# AIM:
Convert every line of the rows below into a Markdown table with the columns Line No. and Text, numbering the lines in order and skipping blank ones. Leave the pictures out.

# PROVIDED DATA:
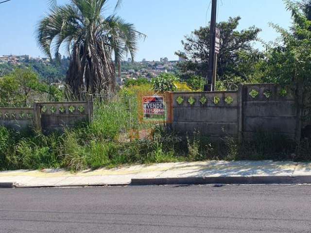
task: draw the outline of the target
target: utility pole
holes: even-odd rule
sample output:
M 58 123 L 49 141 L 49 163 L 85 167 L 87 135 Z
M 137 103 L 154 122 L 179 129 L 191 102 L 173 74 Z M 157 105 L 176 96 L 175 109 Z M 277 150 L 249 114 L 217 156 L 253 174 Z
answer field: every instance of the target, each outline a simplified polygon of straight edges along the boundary
M 217 5 L 217 0 L 212 0 L 212 13 L 210 18 L 210 26 L 209 27 L 209 54 L 208 57 L 207 73 L 206 76 L 206 83 L 204 85 L 204 91 L 210 91 L 213 89 L 211 84 L 213 77 L 213 70 L 214 68 L 215 36 L 216 32 Z M 216 71 L 215 72 L 216 72 Z

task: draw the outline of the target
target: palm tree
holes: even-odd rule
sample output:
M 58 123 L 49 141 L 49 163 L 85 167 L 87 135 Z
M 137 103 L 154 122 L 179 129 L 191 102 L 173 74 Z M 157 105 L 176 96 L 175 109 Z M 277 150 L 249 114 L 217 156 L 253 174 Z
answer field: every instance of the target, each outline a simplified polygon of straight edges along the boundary
M 70 63 L 66 83 L 75 96 L 86 90 L 92 93 L 113 90 L 113 54 L 116 64 L 128 53 L 134 58 L 138 38 L 145 35 L 114 15 L 104 18 L 102 13 L 107 0 L 70 1 L 52 8 L 40 21 L 38 43 L 45 53 L 56 58 L 61 47 L 67 48 Z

# CORRECT OUTPUT:
| Line No. | Text |
|---|---|
| 1 | task: draw the outline of the target |
| 2 | target: utility pole |
| 3 | holes: even-odd rule |
| 4 | sample output: |
| 5 | M 58 123 L 49 141 L 49 163 L 85 167 L 87 135 Z |
| 6 | M 137 103 L 154 122 L 179 129 L 191 102 L 173 74 Z M 157 105 L 176 96 L 175 109 Z M 277 150 L 249 114 L 217 156 L 253 174 Z |
| 7 | answer field: every instance of the target, each outline a simplified polygon of straight edges along the boundary |
| 8 | M 217 5 L 217 0 L 212 0 L 212 13 L 210 18 L 210 26 L 209 27 L 209 54 L 208 57 L 207 73 L 206 76 L 206 83 L 204 85 L 204 91 L 210 91 L 213 89 L 211 84 L 213 77 L 213 70 L 214 68 L 215 36 L 216 32 Z M 216 71 L 215 72 L 216 72 Z |
| 9 | task: draw the outline of the target |
| 10 | target: palm tree |
| 11 | holes: even-odd rule |
| 12 | sample output: |
| 13 | M 58 123 L 49 141 L 49 163 L 85 167 L 87 135 Z |
| 14 | M 137 103 L 154 122 L 179 129 L 191 102 L 173 74 Z M 157 105 L 176 96 L 175 109 Z M 277 150 L 249 114 L 217 156 L 253 174 Z |
| 15 | answer field: every instance of the target, each outline a simplified polygon of straight edges along the boundary |
| 16 | M 70 63 L 66 83 L 75 96 L 86 90 L 92 93 L 113 90 L 113 54 L 116 64 L 128 53 L 134 58 L 138 38 L 145 35 L 114 15 L 104 18 L 102 13 L 107 0 L 70 1 L 52 8 L 40 21 L 38 43 L 45 53 L 56 58 L 61 47 L 67 48 Z |